● Instructions for the task
Pull out every line in the records below that contains the word "response", and copy each of those lines in full.

# Start of Data shown

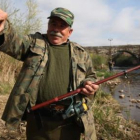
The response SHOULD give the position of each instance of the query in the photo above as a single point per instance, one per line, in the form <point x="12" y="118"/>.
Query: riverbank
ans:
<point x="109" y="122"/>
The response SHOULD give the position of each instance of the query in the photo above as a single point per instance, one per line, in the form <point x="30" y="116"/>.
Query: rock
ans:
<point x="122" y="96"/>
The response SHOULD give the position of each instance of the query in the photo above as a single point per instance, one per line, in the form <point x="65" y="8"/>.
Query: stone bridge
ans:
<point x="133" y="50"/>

# End of Data shown
# Start of Data shown

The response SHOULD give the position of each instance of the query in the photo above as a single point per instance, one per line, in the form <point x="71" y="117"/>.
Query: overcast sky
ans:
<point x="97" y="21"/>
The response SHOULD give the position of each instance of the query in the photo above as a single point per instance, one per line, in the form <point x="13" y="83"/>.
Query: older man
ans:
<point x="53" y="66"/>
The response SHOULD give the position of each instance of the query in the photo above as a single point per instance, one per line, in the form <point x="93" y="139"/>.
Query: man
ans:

# End of Data shown

● Result of this task
The response SHOULD give the position of each instance of the query in the photo above as a single point per instance, one per line, in the form <point x="12" y="118"/>.
The response SHOULD give the position of each instance of the query in the photo above as a single point per instance, one per line, in the form <point x="30" y="116"/>.
The response SHOULD give the position of each instance of the query in the photo above as a single point per instance, one per line, in the form <point x="65" y="8"/>.
The response SHOULD give the position of each instance of the query in the photo above as a single point per instance, one per line, in the form <point x="71" y="117"/>.
The response SHOULD give the position of each instance of the query in the photo above as a single point per instance, one per line, in the form <point x="13" y="83"/>.
The response SHOULD give the position of each instance of the query in the photo above as a single point per instance, one per line, in the form <point x="93" y="139"/>.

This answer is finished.